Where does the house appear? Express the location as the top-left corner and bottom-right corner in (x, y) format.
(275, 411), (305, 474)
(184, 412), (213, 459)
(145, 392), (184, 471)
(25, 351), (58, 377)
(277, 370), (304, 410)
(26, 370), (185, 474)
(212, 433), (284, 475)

● ● ● ● ● ● ●

§ **DIRECTIONS FOR THIS TASK**: Please print the full listing shown above, exactly as it appears.

§ **TASK OUTPUT**:
Where does the house appear? Express the location as the top-left corner and bottom-right corner in (x, y) format.
(275, 411), (305, 474)
(184, 412), (213, 459)
(145, 392), (184, 471)
(25, 351), (58, 377)
(277, 370), (304, 410)
(26, 370), (185, 474)
(212, 433), (284, 475)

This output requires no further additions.